PAGE:
----

For the last three weeks, we’ve taken a deeper dive look at each letter in the PESO acronym.
We started with paid media.
Then dove into earned media.
And, last week, we covered shared media.
Here’s the kicker: none of the other types of media will get you very far unless you have the last letter under your belt.
As you have probably figured out by now, we’re going to focus on owned media today.
This is the stuff your company owns.
It’s content—the content you produce, and hold the copyright to.
You Can’t Execute PESO Without Owned Media
O may be the last letter of the PESO model, but we’ve saved the best for last.
When using the PESO model to outline a solid communications strategy, you really need to start from the ground up.
And that means content.
This is your blog. The business’ website. The books and keynotes and podcasts you create.
Without it, you can’t get the attention of journalists, you don’t have anything to promote in social, and you certainly can’t do any social media advertising.
You need owned media so you can:
- Share it on social media to drive visitors to your website.
- Boost it through Facebook, Twitter, and LinkedIn to reach your targeted audiences.
- Include it in your email marketing campaigns.
- Prove to a journalist that you and your executive team are industry experts.
- Build valuable industry relationships through amplifying and elevating your peers’ ideas.
- Showcase customer-created content about your brand.
With owned media, instead of waiting for something interesting to happen to react to, you remain in control the conversation. You can flip the communications model and have something to talk about every, single day.
Best Practices Are for the Birds
Let’s dive into owned media by first throwing best practices out the window.
Just like how no one can tell you how to live your best life, no one can tell you how to excel at creating your owned content.
Jay Acunzo, who created the award winning podcast “Unthinkable” and brand spanking new author of Break the Wheel said:
Exceptional work happens when you find and follow what makes you an exception.
And he is completely right.
Just because there are no best practices when it comes to owned media, doesn’t mean you can’t learn how to best structure your communications strategy around your content.
So, while understanding that best practices are for the birds, here are some key things to keep in mind so that you can work on what makes you an exception.
Your Content Can’t Be Boring
That doesn’t mean you always need to (or should never) churn out click-bait or fall into the trap of being edgy only for the shock-value—that also gets really old after a while.
But you do have to break away from the monotone sea of other content out there.
Ask yourself: what distinguishes you? How are you memorable when compared to your competition?
One of my favorite examples of this is when I wrote a blog post about why I don’t think highly-paid speakers should wear jeans on stage.
I know, I know!
I got a ton of push-back against that article—most of it respectful, thankfully.
But it really caught people’s attention, and it put Spin Sucks on the map.
I do admit I’ve since softened on my opinion on jeans—I certainly think there is a gigantic difference between looking like you rolled out of bed and wearing jeans that are neat and fit you well.

----

MATERIAL:
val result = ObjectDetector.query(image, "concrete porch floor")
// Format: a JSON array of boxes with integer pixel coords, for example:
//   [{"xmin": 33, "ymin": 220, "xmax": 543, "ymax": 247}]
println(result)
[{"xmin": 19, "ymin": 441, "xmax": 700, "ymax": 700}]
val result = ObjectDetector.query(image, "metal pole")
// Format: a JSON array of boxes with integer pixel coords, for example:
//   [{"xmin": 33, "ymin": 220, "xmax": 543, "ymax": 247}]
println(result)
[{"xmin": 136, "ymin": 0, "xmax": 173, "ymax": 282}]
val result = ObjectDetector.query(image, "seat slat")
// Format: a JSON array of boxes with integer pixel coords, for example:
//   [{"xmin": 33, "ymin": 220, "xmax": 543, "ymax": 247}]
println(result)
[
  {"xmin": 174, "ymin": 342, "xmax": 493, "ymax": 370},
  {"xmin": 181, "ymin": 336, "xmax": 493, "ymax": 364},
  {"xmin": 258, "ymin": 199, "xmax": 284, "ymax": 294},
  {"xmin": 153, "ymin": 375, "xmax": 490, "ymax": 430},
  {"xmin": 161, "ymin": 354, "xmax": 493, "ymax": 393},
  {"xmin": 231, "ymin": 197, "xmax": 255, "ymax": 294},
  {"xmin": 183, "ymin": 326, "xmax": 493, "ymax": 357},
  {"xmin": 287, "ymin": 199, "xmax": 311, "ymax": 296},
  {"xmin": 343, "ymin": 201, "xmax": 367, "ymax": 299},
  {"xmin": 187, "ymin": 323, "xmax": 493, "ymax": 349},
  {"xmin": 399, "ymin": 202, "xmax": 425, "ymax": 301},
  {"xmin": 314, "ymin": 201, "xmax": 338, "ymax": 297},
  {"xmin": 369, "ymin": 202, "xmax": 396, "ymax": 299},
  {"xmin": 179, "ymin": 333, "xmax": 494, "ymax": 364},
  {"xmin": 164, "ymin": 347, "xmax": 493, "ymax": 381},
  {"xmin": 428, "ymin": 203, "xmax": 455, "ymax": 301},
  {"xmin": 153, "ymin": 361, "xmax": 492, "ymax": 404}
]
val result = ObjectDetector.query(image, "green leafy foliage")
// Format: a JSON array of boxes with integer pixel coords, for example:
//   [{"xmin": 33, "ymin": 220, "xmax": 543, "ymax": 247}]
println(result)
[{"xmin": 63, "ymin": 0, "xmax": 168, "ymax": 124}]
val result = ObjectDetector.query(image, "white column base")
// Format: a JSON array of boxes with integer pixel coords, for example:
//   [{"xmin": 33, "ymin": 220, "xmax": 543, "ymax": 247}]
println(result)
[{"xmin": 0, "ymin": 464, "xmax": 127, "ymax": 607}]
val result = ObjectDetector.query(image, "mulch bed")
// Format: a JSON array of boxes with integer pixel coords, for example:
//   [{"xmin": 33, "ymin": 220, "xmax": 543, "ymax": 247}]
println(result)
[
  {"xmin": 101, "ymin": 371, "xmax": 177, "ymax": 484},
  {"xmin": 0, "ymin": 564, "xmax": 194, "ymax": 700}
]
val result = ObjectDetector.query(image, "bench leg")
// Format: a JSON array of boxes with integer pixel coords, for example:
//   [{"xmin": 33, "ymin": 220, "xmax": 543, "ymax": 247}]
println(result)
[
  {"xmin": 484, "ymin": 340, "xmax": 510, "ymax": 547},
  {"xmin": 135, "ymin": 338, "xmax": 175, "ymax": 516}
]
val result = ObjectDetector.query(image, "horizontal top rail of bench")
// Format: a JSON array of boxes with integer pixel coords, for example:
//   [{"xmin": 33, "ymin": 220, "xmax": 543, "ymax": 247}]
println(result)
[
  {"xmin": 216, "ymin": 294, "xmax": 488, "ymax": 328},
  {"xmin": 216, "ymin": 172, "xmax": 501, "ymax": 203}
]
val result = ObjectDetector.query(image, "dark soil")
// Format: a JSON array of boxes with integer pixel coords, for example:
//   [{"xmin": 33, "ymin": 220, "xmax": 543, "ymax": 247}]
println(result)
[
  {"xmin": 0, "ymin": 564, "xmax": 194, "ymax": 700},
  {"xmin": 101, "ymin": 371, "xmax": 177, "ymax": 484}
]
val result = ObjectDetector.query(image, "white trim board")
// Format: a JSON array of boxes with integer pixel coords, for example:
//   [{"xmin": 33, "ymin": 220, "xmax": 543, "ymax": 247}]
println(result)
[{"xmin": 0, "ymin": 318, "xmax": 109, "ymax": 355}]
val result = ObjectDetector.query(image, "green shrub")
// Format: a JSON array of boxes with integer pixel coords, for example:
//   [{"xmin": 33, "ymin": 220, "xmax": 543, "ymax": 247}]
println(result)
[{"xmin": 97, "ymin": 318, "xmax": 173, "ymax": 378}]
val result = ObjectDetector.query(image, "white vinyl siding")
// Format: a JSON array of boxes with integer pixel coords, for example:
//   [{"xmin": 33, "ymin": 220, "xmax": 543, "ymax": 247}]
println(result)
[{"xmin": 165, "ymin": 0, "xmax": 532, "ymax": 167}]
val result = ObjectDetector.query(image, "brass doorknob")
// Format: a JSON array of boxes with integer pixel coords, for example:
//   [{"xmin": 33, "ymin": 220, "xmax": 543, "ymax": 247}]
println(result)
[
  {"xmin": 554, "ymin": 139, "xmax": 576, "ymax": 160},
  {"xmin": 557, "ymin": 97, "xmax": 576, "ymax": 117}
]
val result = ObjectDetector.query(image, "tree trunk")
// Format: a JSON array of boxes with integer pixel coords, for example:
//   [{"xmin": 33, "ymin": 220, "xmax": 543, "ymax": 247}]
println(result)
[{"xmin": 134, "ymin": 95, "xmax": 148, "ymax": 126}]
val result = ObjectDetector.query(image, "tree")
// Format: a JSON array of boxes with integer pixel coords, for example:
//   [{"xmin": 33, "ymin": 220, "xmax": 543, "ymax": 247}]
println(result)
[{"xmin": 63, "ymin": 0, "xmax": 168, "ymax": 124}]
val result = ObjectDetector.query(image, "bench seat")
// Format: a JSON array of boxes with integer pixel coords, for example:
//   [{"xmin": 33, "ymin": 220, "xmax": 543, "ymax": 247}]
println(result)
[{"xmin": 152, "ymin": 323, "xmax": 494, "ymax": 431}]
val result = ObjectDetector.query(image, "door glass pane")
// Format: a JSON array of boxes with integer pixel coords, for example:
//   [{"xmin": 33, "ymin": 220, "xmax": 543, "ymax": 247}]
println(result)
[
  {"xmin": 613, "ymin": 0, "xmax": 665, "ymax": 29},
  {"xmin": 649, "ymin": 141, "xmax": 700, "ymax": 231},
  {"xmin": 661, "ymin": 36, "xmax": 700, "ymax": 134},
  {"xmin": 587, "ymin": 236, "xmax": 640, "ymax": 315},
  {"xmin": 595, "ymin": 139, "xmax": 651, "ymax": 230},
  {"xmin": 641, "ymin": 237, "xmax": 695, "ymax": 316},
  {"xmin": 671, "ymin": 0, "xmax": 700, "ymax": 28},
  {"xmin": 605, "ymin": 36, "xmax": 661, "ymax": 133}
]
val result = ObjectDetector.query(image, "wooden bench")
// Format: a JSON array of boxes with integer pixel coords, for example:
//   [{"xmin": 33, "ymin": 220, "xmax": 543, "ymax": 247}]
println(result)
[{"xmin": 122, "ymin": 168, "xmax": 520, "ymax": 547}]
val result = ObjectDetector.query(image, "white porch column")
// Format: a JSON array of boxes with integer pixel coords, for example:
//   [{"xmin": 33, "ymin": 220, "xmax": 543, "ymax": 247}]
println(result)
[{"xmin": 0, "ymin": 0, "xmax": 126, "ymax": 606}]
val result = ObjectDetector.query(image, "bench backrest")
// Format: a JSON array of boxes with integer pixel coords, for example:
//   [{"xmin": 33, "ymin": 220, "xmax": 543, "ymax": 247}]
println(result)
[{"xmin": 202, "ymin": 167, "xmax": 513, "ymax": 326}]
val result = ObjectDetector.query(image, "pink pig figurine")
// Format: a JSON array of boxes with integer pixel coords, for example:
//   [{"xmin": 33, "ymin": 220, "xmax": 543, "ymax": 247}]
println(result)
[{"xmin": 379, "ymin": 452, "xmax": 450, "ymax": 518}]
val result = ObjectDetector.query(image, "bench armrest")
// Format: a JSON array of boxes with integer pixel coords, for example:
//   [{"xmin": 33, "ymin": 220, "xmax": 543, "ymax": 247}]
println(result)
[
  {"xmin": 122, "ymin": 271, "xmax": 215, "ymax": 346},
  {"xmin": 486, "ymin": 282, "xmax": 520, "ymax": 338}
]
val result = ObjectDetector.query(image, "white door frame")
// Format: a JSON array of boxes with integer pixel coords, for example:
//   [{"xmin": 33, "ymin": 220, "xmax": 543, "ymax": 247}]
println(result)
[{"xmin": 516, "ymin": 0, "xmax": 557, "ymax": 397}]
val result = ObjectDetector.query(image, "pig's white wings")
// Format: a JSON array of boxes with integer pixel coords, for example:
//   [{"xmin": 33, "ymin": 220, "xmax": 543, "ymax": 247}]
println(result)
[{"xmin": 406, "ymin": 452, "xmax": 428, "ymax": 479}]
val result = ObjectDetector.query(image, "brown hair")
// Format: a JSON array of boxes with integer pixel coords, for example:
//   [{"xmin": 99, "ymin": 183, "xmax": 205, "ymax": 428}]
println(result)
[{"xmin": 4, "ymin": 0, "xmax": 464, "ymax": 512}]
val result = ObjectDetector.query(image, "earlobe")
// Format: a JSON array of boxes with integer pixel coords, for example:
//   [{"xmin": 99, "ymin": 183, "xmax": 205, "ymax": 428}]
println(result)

----

SET PROBLEM:
Extend the article on owned media in the PESO model, starting after the sentence ending "jeans that are neat and fit you well."

OUTPUT OF THE EXERCISE:
But the fact that I put it out there, and it was so controversial, is what began to gain us some awareness.
(Plus, it was the first blog post that Mitch Joel commented on. And I didn’t care that he disagreed with me. All I cared about was that Mitch freaking Joel commented on Spin Sucks!)
Of course, the landscape out there is different now: a blog post like that published today probably wouldn’t drive business for us the way it did, nor would it convert leads.
But it did gain us tons of new subscribers and the attention of some of the industry’s major influencers.
And, to this day, people still give me a hard time about my opinion on jeans!
To which I almost always respond:
It was EIGHT YEARS AGO, people!
Your Content Has to Reach Humans and Search Engines
This is really crucial. Especially if you’re the little guy, or a newcomer, or if you have something to prove, David versus Goliath style. You have to focus on your priority keywords.
And here’s the rub: your keyword may not be what has high search volume or high competition.
As communicators, it is likely that on some level, we will be competing with one another for some of the same phrases, such as public relations, social media, and content marketing.
If you want to be found for “media training” or “public relations” or “media relations,” it’s likely you’re going to have a hard time competing against the first results—Wikipédia, Forbes, PRSA—and your website won’t show up on the first page of search results.
However, we each have our areas of expertise which means we’ll each have to identify differentiated phrases that we can individually compete on.
To figure out what your target keywords or phrases should be, you should do this exercise:
- Write down all the questions you are asked in new business or sales meetings.
- Write down all the questions your customer service department is asked.
- Go to your website or your internal server, Dropbox or Google Drive and grab your most frequently asked questions sheet.
- Go into your sent mail and scroll to see what kinds of questions your clients are asking that you’re writing long answers to… everyday. Write those down.
This is your starting point: if you are being asked all those questions, this is what people are looking and searching for.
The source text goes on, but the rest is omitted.